#### [What you should do]
When you retype the data, keep every line exactly as it appears.
===== Supplied information
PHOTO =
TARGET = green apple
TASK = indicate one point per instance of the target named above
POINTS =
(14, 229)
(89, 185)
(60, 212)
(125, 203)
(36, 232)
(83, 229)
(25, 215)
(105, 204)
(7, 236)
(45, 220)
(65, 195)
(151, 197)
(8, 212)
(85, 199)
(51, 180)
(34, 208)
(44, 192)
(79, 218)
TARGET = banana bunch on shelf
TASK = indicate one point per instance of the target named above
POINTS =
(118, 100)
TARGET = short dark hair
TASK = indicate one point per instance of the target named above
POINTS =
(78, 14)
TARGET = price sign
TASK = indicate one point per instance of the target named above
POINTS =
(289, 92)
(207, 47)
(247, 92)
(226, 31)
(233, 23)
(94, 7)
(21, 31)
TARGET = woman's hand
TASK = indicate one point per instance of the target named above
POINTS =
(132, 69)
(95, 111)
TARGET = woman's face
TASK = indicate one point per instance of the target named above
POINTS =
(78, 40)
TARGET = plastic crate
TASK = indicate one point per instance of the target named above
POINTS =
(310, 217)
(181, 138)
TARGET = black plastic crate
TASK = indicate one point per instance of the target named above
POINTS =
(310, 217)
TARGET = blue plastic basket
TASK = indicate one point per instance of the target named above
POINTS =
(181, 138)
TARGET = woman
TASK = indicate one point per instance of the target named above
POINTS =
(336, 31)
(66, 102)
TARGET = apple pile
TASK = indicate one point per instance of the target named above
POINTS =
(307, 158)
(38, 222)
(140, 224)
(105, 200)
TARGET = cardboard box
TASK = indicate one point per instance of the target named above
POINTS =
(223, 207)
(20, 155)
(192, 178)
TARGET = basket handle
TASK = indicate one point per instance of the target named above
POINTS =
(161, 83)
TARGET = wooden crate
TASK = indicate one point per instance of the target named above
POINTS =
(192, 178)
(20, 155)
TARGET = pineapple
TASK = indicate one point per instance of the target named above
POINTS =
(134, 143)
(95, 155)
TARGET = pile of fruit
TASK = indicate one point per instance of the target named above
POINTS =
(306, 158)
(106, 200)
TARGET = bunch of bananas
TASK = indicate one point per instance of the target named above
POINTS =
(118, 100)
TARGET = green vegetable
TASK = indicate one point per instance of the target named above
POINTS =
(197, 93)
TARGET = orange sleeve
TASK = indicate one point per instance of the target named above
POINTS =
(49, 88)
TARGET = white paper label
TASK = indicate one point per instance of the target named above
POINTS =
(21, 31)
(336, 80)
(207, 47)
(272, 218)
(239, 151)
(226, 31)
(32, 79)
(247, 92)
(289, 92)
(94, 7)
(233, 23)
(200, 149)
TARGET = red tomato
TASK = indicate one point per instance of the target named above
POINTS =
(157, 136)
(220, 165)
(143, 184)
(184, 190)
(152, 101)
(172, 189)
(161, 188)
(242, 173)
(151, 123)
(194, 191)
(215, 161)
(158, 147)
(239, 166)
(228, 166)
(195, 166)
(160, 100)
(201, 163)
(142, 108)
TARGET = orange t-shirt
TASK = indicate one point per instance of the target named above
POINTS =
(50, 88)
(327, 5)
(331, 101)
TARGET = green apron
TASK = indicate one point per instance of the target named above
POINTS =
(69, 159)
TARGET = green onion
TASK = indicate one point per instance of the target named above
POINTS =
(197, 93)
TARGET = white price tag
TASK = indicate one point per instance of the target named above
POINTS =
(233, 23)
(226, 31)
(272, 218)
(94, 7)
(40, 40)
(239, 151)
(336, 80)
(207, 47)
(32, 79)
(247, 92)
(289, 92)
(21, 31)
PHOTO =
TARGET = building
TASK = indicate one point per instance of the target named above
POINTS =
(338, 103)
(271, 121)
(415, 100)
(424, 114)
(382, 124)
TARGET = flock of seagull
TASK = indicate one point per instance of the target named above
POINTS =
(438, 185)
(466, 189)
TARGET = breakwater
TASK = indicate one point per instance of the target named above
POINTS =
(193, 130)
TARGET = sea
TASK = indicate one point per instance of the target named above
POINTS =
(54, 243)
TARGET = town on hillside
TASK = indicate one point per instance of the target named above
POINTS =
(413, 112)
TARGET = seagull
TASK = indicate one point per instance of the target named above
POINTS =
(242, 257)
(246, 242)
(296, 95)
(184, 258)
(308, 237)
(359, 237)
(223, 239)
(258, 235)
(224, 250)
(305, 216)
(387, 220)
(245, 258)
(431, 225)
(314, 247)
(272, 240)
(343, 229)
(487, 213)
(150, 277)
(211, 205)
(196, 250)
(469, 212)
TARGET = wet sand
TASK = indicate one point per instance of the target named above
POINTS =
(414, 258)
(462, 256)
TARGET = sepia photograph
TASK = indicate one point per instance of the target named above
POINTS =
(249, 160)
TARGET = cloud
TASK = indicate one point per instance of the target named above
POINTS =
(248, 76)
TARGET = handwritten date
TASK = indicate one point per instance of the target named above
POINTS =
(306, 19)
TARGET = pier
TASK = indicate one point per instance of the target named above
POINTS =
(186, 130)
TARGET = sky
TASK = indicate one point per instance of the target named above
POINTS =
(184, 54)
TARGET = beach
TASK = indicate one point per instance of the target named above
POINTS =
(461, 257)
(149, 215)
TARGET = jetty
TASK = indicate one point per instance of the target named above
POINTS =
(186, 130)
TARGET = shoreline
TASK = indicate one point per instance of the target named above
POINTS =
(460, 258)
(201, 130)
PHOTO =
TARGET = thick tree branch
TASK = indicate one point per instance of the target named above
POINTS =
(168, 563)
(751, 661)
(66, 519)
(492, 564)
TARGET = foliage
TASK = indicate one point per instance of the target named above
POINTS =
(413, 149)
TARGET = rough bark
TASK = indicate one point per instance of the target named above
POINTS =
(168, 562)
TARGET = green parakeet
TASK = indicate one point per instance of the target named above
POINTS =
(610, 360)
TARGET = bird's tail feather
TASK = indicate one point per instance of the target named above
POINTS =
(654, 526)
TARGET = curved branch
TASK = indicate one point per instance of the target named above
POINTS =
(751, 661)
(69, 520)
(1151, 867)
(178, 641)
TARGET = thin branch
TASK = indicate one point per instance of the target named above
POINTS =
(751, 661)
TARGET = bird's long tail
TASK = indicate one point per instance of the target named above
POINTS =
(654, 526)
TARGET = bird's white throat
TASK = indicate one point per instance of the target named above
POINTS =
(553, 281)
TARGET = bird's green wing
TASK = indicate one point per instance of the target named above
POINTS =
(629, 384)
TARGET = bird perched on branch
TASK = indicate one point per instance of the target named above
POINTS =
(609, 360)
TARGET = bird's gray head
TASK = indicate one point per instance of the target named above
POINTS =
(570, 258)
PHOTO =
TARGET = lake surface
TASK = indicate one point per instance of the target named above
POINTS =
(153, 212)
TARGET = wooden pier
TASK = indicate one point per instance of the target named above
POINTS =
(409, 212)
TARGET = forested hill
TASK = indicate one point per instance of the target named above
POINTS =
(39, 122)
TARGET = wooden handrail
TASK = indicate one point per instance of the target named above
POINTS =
==========
#### [Reply to the task]
PHOTO =
TARGET = green apple
TASK = indicate one point per instance of the target named above
POINTS =
(14, 229)
(89, 185)
(60, 212)
(125, 203)
(36, 232)
(83, 229)
(25, 215)
(105, 204)
(7, 236)
(45, 220)
(65, 195)
(151, 197)
(8, 212)
(85, 199)
(51, 180)
(34, 208)
(44, 192)
(79, 218)
TARGET = banana bunch on shelf
TASK = indicate one point per instance of the target named above
POINTS =
(118, 100)
TARGET = short dark hair
TASK = indicate one point per instance of the target named above
POINTS =
(78, 14)
TARGET = price sign
TASK = indicate one point per instance of the target named above
POINTS =
(289, 92)
(207, 47)
(247, 92)
(226, 31)
(233, 23)
(94, 7)
(21, 31)
TARGET = woman's hand
TASK = indicate one point per instance of the target named above
POINTS =
(132, 69)
(95, 111)
TARGET = woman's face
TASK = indicate one point per instance of the target named above
POINTS =
(78, 40)
TARGET = plastic crate
TASK = indicate one point per instance of the target named above
POINTS =
(310, 217)
(181, 138)
TARGET = black plastic crate
TASK = indicate one point per instance of the target named above
POINTS =
(310, 217)
TARGET = blue plastic basket
TASK = indicate one point per instance of the target named above
POINTS =
(181, 138)
TARGET = woman
TASK = indicate one point per instance of the target named above
POINTS =
(336, 31)
(66, 102)
TARGET = apple pile
TASK = indicate one point per instance of the target named above
POINTS =
(307, 158)
(38, 222)
(140, 224)
(105, 200)
TARGET = cardboard box
TASK = indicate one point per instance of the target named above
POINTS =
(223, 207)
(20, 155)
(192, 178)
TARGET = basket handle
TASK = indicate one point per instance of the target named above
POINTS =
(161, 83)
TARGET = wooden crate
TASK = indicate one point per instance of the target named above
POINTS =
(192, 178)
(20, 155)
TARGET = pineapple
TASK = indicate one point per instance of the target named above
POINTS =
(134, 143)
(95, 155)
TARGET = pile of fruit
TASK = indicate one point per instance of the target named above
POINTS =
(306, 158)
(106, 200)
TARGET = bunch of bananas
TASK = indicate one point per instance of the target named above
POINTS =
(118, 100)
TARGET = green vegetable
TASK = indicate one point per instance of the target named above
POINTS =
(197, 93)
TARGET = orange sleeve
TASK = indicate one point per instance of the target named above
POINTS =
(49, 88)
TARGET = white paper label
TASK = indicate one point per instance of the target named above
POINTS =
(21, 31)
(336, 80)
(207, 47)
(272, 218)
(239, 151)
(226, 31)
(32, 79)
(247, 92)
(289, 92)
(94, 7)
(233, 23)
(200, 149)
TARGET = red tomato
TASK = indicate one point per instance of the target named above
POINTS =
(157, 136)
(220, 165)
(143, 184)
(184, 190)
(152, 101)
(172, 189)
(161, 188)
(242, 173)
(151, 123)
(194, 191)
(215, 161)
(158, 147)
(239, 166)
(228, 166)
(195, 166)
(160, 100)
(201, 163)
(142, 108)
TARGET = orange t-shirt
TASK = indicate one point per instance of the target named above
POINTS =
(50, 88)
(327, 5)
(331, 101)
TARGET = green apron
TASK = indicate one point per instance of the target named above
POINTS =
(69, 159)
TARGET = green onion
TASK = indicate one point per instance of the target named above
POINTS =
(197, 93)
TARGET = white price tag
TASK = indicate one point per instance of the target named above
POINTS =
(233, 23)
(226, 31)
(272, 218)
(94, 7)
(40, 40)
(239, 151)
(336, 80)
(207, 47)
(32, 79)
(247, 92)
(289, 92)
(21, 31)
PHOTO =
TARGET = building
TASK = indicate one point per instance of the target named above
POINTS =
(338, 103)
(271, 121)
(415, 100)
(424, 114)
(382, 124)
TARGET = flock of seagull
TASK = indicate one point per instance of the target named above
POINTS =
(438, 185)
(466, 189)
TARGET = breakwater
TASK = indicate one point per instance of the target named above
POINTS =
(193, 130)
TARGET = sea
TASK = indicate one point per instance of the target named above
POINTS =
(54, 243)
TARGET = town on hillside
TASK = indicate one point per instance of the target named above
POINTS =
(413, 112)
TARGET = seagull
TASK = indicate one point per instance of the target named above
POINTS =
(242, 257)
(246, 242)
(296, 95)
(184, 258)
(308, 237)
(359, 237)
(223, 239)
(258, 235)
(224, 250)
(305, 216)
(387, 220)
(245, 258)
(431, 225)
(314, 247)
(272, 240)
(343, 229)
(487, 213)
(150, 277)
(211, 205)
(196, 250)
(469, 212)
TARGET = wet sand
TASK = indicate one point per instance of the target named above
POINTS =
(414, 258)
(462, 256)
TARGET = sepia photograph
TASK = indicate one point per instance of the target named above
POINTS =
(249, 160)
TARGET = cloud
TASK = indicate one point per instance of the target named above
POINTS =
(248, 76)
TARGET = handwritten date
TASK = indicate one point per instance of the target named above
POINTS =
(306, 19)
TARGET = pier
TASK = indicate one point per instance of the target named above
POINTS =
(186, 130)
TARGET = sky
TASK = indicate one point per instance of the target named above
POINTS =
(184, 54)
TARGET = beach
TASK = indicate one point per instance of the target named above
POINTS =
(461, 257)
(149, 215)
TARGET = jetty
TASK = indicate one point per instance of the target named above
POINTS =
(186, 130)
TARGET = shoreline
TASK = indicate one point per instance of the target named above
POINTS =
(460, 258)
(201, 130)
PHOTO =
TARGET = thick tree branch
TASK = indicate one point per instance of the target named above
POINTS =
(168, 563)
(751, 661)
(66, 519)
(492, 564)
TARGET = foliage
TASK = indicate one point per instance of the target named above
POINTS =
(413, 149)
TARGET = rough bark
TASK = indicate one point per instance of the target named above
POINTS =
(168, 562)
TARGET = green parakeet
TASK = indicate one point per instance of the target named above
POINTS =
(610, 360)
TARGET = bird's tail feather
TASK = indicate one point per instance of the target named above
POINTS =
(654, 526)
TARGET = curved branch
TASK = indicate one point per instance of the target named above
POINTS =
(751, 661)
(69, 520)
(1151, 867)
(178, 641)
TARGET = thin branch
TASK = indicate one point per instance of the target named above
POINTS =
(751, 661)
TARGET = bird's long tail
TASK = indicate one point per instance of the target named above
POINTS =
(654, 526)
TARGET = bird's white throat
TASK = indicate one point per instance of the target named above
POINTS =
(553, 281)
TARGET = bird's green wing
TASK = indicate one point per instance of the target named above
POINTS =
(629, 384)
TARGET = bird perched on branch
TASK = indicate one point per instance of the target named above
POINTS =
(609, 360)
TARGET = bird's gray head
TASK = indicate one point per instance of the target named above
POINTS =
(570, 258)
PHOTO =
TARGET = lake surface
TASK = indicate one point per instance of the target named above
POINTS =
(153, 212)
TARGET = wooden pier
TASK = indicate one point per instance of the target named above
POINTS =
(409, 212)
TARGET = forested hill
TASK = indicate one point per instance of the target named above
POINTS =
(39, 122)
TARGET = wooden handrail
TASK = indicate one point per instance of the target named above
POINTS =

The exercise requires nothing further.